WORK REQUIRED
Quote word for word the part of the passage on diabetes follow-up that opens with the words containing "Diabetes follow-up comprises" and closes with "meetings with professionals.".

DOCUMENT PASSAGE

☆ ☆ ☆ ☆

Diabetes follow-up comprises of blood sugar, blood pressure and weight self-monitoring, various follow-up tests as well as follow-up meetings with professionals.

In fact, diabetes follow-up is really about the collaboration between the person with diabetes and healthcare professionals, where an individual assessment is made at regular intervals, and it is jointly considered how the diabetes care has been going and how the care goals have been met and conversations are had of any potential issues related to the care.

During the annual follow-up, the risk factors pertaining to the related conditions and arterial diseases as well as potential symptoms and findings are discussed in addition to the implementation of self-management, blood sugar balance and blood pressure. Additionally, challenges brought by diabetes and its care can be contemplated and solved. It is also good to discuss coping with self-management and the potential need for additional support.

The target-oriented self-monitoring of blood sugar is an integral part of diabetes care. A one-time blood sugar check reveals the level at the time of checking. Together with the glycated haemoglobin HbA1c check, it is normally an adequate measure to monitor the blood sugar balance in the treatment of type 2 diabetes.

Glucose sensor makes it possible to continuously monitor blood sugar and assess daily fluctuations and trends. It can be used to solve care-related problems or investigate the behaviour of blood sugar over a short period of time, such as 2–4 weeks. In continuous use, it can also be used for self-monitoring in MDI (Multiple Daily Injections) or pump therapy.

When it comes to diabetes, it is important to monitor not only the blood sugar balance but also blood pressure and the blood fat levels.

☆ ☆ ☆ ☆

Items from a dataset

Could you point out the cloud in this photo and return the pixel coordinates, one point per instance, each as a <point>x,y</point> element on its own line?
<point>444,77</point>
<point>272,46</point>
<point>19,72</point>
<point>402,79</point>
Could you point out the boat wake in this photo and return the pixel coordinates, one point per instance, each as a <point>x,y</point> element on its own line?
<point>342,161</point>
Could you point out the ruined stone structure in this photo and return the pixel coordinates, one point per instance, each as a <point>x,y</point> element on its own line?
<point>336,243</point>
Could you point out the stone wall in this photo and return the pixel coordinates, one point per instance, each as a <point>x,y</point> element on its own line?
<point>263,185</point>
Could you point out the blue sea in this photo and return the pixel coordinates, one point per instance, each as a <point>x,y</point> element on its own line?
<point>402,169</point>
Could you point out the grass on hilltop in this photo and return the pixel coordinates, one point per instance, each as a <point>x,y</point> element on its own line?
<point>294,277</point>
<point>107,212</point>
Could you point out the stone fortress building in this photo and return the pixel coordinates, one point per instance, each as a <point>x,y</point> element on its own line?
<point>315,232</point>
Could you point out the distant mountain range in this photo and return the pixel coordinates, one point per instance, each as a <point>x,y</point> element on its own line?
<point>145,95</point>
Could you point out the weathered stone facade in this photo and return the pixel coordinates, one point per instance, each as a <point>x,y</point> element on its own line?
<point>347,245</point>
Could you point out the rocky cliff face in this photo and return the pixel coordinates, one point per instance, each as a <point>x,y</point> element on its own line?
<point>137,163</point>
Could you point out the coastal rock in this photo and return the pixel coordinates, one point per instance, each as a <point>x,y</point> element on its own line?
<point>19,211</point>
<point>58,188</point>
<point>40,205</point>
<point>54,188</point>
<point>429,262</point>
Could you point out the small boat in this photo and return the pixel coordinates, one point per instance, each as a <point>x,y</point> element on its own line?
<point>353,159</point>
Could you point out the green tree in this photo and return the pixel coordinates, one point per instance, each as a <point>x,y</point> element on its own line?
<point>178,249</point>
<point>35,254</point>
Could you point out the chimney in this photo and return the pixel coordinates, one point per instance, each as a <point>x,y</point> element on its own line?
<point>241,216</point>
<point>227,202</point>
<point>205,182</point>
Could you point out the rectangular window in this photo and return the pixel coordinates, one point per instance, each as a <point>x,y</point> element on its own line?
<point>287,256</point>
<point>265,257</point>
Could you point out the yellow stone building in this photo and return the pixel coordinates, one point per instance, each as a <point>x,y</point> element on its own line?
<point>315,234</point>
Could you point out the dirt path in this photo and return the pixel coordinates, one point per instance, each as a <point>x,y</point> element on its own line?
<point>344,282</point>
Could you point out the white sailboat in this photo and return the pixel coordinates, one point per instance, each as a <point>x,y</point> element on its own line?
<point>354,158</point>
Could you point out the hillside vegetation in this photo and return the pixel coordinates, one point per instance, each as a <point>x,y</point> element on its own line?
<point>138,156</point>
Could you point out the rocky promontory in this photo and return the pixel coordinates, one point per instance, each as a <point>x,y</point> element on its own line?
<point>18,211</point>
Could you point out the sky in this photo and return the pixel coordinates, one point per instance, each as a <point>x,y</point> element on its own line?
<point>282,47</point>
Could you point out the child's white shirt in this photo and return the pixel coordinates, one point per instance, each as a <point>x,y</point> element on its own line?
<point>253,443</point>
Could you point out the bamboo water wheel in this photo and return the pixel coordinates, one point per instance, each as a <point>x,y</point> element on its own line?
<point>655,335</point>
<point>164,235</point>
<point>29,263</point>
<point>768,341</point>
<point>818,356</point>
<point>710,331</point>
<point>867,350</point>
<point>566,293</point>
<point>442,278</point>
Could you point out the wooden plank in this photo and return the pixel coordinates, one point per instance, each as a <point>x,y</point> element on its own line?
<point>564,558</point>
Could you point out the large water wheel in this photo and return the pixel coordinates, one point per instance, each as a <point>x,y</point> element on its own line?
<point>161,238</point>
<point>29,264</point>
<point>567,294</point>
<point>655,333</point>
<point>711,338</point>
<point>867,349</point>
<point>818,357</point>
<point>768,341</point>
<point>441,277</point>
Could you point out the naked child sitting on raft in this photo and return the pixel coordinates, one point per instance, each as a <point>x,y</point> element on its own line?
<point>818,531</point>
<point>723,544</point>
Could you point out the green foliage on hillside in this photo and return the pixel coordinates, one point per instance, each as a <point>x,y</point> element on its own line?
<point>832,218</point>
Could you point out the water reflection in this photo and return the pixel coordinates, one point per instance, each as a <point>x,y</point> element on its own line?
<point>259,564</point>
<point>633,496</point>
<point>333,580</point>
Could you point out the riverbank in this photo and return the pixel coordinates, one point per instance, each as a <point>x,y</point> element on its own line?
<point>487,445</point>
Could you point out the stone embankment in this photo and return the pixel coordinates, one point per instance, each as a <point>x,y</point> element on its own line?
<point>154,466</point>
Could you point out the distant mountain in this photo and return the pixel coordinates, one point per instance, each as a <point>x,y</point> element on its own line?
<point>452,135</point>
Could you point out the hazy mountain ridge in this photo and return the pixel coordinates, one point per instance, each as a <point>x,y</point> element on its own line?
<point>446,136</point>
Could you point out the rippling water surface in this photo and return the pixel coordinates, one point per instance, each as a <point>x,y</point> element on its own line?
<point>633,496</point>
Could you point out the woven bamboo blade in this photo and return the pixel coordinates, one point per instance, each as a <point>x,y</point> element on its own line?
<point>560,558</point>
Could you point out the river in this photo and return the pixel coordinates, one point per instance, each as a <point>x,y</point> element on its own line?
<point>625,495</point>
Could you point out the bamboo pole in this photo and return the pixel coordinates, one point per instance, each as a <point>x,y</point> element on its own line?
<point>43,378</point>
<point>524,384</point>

☆ ☆ ☆ ☆

YOUR RESPONSE
Diabetes follow-up comprises of blood sugar, blood pressure and weight self-monitoring, various follow-up tests as well as follow-up meetings with professionals.